### JOB:
Echo the full passage below on harmonizing chorale melodies in the style of J. S. Bach, word for word.

This article is intended for students who need to harmonise a chorale melody in the style of J. S. Bach, as is often required for Harmony papers in undergraduate music degrees. This, of course, does not preclude any one else interested in gaining some understanding of the sort of processes involved in harmonising a given part for SATB choir. Typically, the harmonised chorales which many universities expect their students to produce will include harmonies which Bach may have only infrequently, or rarely, used in his own harmonisations. This is because universities typically use the harmonised chorales as a means of teaching harmony in general and so students are required to illustrate their understanding of the various types of chords by correctly inserting them where ever the given part allows. For this reason, the present article deals with such chords as: diminished sevenths, augmented 6ths, and various types of secondary chords. An understanding of passing progressions and the correct use of the cadential six-four is also required.
It is important to remember that the harmonised chorales of J. S. Bach were written for SATB choir, therefore, all ‘rules’ governing the writing of vocal melodies need to be kept in mind at all times. You will not have to set the words, however, an understanding of the various rules for setting a vocal melody, such as, avoiding intervals which are difficult to sing, not exceeding the ranges of the voices, and maintaining a typical texture, will all be required. The student must also adhere to the forbidden voice-leading rules of the classical era, and produce convincing progressions. This may sound like a lot to remember but further information will be given as these topics are introduced below, or by clicking on any highlighted topics.

### MATERIAL:
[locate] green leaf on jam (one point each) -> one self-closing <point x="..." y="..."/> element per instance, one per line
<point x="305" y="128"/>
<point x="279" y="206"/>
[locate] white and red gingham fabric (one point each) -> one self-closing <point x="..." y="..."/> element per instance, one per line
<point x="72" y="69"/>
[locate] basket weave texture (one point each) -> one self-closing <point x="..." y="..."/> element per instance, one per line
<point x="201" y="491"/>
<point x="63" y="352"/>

==

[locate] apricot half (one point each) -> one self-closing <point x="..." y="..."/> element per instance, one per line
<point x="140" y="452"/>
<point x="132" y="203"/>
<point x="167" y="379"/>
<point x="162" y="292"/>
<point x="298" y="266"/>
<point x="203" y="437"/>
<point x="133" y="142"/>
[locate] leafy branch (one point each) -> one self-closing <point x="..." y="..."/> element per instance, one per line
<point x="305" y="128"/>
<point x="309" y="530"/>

...

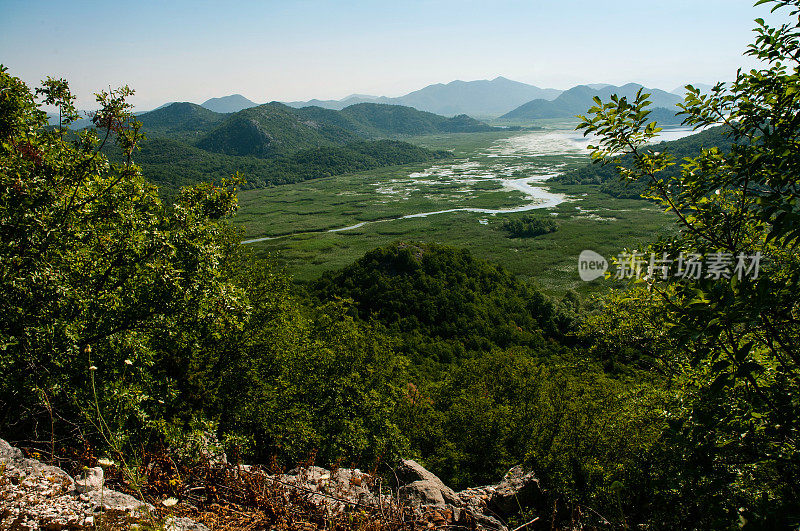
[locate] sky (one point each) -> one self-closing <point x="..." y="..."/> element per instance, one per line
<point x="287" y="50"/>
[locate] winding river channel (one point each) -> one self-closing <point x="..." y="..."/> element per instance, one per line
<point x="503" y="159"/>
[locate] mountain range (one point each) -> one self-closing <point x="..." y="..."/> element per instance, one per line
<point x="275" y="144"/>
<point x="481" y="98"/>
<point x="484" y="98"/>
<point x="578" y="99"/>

### FINISHED ANSWER:
This article is intended for students who need to harmonise a chorale melody in the style of J. S. Bach, as is often required for Harmony papers in undergraduate music degrees. This, of course, does not preclude any one else interested in gaining some understanding of the sort of processes involved in harmonising a given part for SATB choir. Typically, the harmonised chorales which many universities expect their students to produce will include harmonies which Bach may have only infrequently, or rarely, used in his own harmonisations. This is because universities typically use the harmonised chorales as a means of teaching harmony in general and so students are required to illustrate their understanding of the various types of chords by correctly inserting them where ever the given part allows. For this reason, the present article deals with such chords as: diminished sevenths, augmented 6ths, and various types of secondary chords. An understanding of passing progressions and the correct use of the cadential six-four is also required.
It is important to remember that the harmonised chorales of J. S. Bach were written for SATB choir, therefore, all ‘rules’ governing the writing of vocal melodies need to be kept in mind at all times. You will not have to set the words, however, an understanding of the various rules for setting a vocal melody, such as, avoiding intervals which are difficult to sing, not exceeding the ranges of the voices, and maintaining a typical texture, will all be required. The student must also adhere to the forbidden voice-leading rules of the classical era, and produce convincing progressions. This may sound like a lot to remember but further information will be given as these topics are introduced below, or by clicking on any highlighted topics.